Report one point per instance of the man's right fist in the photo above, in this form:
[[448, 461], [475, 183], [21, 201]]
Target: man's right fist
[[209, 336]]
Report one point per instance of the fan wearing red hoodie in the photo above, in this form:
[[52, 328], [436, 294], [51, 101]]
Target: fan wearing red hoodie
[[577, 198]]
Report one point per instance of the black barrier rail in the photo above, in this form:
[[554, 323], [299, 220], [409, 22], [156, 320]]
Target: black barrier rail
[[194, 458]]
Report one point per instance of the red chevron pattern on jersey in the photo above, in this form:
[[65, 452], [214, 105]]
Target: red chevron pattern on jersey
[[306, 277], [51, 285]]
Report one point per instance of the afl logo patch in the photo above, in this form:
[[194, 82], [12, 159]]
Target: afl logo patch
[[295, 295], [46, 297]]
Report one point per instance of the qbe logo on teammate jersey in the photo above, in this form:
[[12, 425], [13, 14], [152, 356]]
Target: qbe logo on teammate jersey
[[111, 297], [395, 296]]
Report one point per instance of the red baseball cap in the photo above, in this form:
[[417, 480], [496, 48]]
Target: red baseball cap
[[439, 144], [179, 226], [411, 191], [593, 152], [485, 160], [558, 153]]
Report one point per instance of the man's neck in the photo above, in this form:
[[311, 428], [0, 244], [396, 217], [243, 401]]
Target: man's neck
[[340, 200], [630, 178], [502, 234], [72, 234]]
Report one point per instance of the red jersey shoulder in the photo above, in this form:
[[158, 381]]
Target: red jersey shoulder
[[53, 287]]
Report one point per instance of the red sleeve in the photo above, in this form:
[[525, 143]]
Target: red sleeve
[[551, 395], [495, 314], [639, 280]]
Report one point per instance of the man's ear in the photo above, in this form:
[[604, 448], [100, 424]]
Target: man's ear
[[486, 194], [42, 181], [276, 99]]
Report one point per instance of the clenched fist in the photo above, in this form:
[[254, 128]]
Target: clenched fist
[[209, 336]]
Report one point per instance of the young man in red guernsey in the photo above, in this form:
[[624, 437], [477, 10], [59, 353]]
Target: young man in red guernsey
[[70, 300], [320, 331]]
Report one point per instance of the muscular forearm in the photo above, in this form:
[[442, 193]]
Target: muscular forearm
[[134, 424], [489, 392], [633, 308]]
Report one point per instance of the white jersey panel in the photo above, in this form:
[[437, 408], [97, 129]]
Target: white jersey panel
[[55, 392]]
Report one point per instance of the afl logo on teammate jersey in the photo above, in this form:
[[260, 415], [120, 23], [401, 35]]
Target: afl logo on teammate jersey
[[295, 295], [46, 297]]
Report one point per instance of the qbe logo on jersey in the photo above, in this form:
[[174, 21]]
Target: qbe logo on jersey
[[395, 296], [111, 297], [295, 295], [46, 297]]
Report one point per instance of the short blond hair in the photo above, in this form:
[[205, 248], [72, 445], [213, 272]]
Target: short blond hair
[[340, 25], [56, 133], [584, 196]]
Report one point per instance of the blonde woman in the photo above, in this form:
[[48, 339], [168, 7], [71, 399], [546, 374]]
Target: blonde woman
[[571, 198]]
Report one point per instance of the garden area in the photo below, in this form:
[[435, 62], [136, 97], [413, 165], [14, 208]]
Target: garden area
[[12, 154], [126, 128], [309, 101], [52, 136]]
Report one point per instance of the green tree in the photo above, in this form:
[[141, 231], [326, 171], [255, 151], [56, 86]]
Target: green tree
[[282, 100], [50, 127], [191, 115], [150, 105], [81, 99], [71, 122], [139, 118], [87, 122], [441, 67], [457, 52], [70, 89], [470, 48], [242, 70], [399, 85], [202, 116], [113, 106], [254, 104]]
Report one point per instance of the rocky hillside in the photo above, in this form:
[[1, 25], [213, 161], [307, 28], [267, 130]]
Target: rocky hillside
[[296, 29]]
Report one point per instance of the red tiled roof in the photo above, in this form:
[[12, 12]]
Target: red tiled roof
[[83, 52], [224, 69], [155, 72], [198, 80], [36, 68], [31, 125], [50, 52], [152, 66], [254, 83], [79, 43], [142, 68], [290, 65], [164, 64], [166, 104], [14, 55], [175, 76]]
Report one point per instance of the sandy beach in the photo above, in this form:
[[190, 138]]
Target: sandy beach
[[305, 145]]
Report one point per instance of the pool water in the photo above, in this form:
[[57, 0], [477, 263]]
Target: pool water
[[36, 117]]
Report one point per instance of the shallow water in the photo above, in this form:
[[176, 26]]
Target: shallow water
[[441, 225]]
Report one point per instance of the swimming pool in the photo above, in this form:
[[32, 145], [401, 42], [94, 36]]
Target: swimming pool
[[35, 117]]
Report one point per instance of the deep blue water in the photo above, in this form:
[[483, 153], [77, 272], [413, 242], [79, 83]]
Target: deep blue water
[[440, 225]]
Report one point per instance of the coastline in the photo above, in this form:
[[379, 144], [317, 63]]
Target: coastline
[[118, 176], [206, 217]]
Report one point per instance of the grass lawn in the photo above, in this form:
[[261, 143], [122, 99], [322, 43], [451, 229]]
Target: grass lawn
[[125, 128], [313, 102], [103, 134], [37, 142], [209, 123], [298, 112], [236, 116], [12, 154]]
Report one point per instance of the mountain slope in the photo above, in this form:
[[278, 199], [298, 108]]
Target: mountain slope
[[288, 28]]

* * *

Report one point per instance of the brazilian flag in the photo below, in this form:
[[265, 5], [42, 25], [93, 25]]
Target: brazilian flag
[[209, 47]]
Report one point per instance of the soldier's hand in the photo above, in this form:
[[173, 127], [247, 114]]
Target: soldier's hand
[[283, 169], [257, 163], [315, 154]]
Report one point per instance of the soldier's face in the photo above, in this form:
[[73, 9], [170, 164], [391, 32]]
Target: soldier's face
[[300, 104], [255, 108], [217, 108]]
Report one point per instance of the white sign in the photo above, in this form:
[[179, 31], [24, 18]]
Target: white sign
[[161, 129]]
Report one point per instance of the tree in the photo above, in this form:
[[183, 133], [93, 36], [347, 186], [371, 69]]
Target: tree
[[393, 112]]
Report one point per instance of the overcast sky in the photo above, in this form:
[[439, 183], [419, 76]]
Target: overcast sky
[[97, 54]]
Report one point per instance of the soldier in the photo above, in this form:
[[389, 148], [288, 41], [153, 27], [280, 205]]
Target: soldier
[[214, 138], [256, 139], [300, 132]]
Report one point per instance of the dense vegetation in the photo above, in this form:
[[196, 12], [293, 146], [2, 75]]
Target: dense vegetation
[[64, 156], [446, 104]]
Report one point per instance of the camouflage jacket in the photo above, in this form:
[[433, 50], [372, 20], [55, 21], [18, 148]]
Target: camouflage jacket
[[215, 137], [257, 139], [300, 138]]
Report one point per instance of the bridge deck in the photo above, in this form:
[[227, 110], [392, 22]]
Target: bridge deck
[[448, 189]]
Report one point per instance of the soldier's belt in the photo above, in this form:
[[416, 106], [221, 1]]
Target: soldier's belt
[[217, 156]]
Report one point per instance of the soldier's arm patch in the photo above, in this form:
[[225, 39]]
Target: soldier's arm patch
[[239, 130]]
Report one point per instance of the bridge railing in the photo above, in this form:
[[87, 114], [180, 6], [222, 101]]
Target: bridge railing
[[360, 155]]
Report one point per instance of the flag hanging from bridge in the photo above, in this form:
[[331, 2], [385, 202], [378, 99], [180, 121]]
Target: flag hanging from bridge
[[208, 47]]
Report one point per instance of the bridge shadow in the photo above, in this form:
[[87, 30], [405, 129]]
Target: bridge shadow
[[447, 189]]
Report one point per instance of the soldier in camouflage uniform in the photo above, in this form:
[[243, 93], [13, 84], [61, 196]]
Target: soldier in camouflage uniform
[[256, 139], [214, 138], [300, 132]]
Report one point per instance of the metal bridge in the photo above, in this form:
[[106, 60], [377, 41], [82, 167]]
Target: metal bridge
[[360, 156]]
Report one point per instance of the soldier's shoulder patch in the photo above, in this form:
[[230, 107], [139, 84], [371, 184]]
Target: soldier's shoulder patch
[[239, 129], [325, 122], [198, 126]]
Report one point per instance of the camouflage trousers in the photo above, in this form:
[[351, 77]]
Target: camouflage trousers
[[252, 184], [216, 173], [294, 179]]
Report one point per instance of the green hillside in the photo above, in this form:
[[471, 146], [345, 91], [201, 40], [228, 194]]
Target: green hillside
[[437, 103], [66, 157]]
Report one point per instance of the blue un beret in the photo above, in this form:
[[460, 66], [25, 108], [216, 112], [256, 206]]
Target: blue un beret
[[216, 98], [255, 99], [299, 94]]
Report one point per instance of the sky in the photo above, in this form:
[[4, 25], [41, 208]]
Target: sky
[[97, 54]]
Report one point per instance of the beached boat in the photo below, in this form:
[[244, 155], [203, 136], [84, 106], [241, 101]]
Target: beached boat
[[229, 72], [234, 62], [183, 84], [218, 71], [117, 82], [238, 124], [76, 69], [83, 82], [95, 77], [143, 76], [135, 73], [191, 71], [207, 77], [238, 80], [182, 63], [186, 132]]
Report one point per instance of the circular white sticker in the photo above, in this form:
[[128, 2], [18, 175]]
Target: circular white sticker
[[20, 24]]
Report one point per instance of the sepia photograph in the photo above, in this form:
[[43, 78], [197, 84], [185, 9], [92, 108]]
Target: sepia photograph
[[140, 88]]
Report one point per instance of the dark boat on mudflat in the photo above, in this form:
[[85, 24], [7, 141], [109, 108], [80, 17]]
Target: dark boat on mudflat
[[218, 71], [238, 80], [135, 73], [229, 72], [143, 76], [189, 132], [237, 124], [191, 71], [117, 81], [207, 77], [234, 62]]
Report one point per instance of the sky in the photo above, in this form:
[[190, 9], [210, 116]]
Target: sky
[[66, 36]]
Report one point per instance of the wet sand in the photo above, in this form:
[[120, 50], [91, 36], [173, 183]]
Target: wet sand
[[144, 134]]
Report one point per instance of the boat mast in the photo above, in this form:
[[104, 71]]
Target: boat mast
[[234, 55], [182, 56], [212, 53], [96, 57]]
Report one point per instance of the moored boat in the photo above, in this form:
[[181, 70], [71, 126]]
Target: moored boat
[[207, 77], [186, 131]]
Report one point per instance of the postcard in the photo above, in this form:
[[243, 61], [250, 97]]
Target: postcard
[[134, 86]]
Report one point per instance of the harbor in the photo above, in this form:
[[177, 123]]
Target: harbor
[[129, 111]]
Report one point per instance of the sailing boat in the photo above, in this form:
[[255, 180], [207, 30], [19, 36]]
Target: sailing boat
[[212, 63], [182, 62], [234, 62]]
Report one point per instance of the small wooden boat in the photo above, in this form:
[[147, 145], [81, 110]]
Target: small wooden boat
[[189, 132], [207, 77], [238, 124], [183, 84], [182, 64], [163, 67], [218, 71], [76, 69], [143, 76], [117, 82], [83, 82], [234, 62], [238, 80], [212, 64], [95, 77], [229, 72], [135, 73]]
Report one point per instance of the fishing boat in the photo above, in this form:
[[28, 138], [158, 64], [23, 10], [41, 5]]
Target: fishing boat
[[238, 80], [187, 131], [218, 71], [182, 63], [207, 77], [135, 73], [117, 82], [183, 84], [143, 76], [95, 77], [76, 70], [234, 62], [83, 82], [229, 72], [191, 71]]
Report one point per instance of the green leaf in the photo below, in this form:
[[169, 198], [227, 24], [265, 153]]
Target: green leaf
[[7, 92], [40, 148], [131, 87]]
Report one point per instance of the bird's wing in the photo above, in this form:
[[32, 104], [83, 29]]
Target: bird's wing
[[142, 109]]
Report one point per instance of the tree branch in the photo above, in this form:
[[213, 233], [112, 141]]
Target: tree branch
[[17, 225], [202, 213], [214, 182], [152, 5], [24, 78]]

* * *

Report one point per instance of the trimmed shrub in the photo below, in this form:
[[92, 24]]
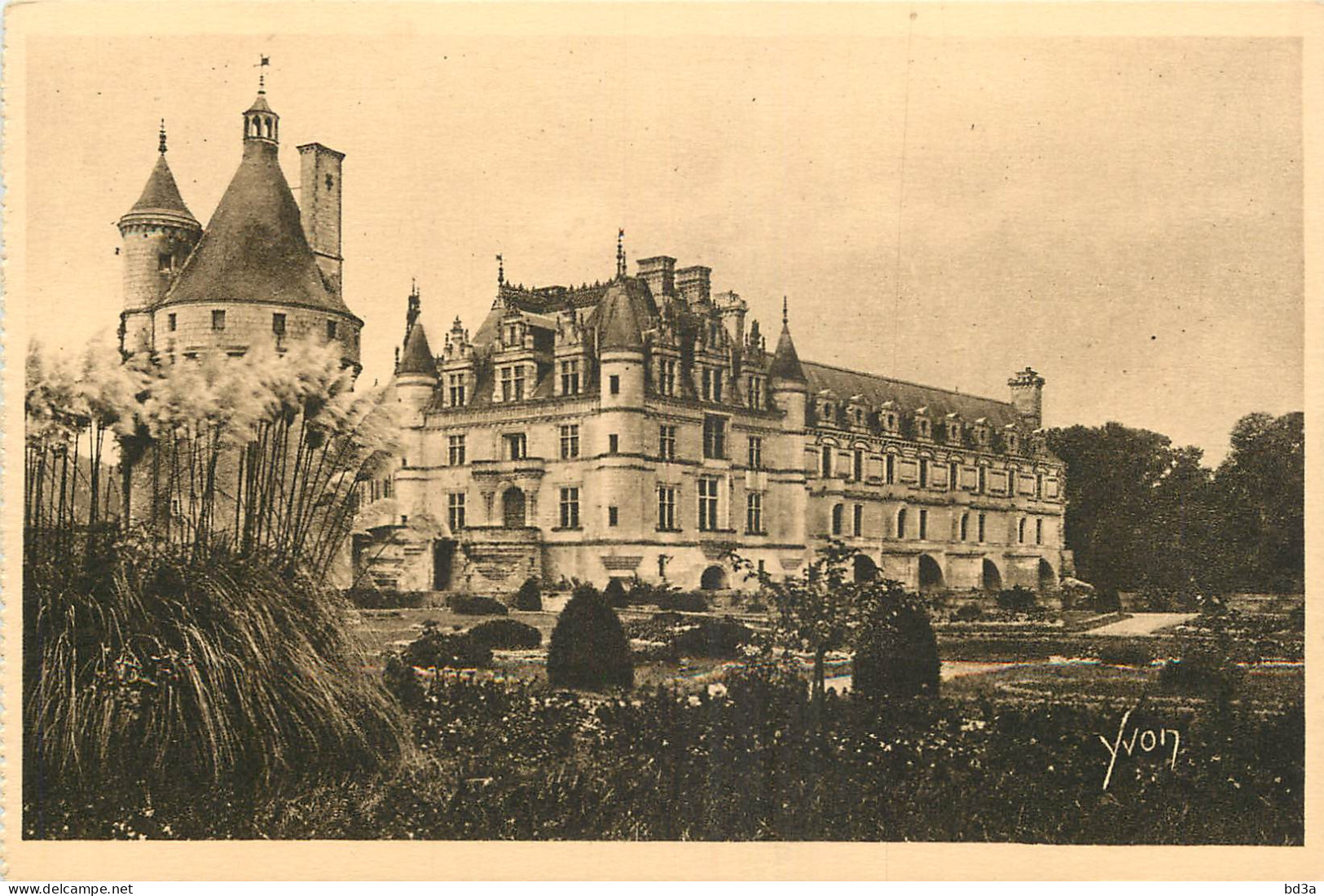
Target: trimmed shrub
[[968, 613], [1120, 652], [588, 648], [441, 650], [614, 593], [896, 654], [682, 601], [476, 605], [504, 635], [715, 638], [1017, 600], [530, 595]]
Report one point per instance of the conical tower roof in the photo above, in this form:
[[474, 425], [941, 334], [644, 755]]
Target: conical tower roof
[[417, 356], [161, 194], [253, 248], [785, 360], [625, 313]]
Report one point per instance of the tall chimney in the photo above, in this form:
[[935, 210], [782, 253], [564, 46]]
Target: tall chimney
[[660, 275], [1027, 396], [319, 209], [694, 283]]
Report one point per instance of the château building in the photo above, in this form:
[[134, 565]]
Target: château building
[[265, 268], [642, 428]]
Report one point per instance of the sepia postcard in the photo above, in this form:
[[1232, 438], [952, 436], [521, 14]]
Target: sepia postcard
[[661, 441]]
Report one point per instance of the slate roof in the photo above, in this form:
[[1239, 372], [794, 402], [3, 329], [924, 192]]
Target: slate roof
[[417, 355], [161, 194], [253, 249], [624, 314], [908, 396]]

TASK GOAL: Copy every line of the material above in which the word "below" appears.

EXPECTED ANSWER:
Report one point per instance of the garden area in the photo below, in this form:
Report one point per instance of the brazilian flag in the photo below, in this form:
Report one point per instance of the beached boat in the photo below, in this form:
Report one point per instance of the green leaf in the photo below, in this form:
Report one point per instance of the trimmed shrub in the photo below, in this form:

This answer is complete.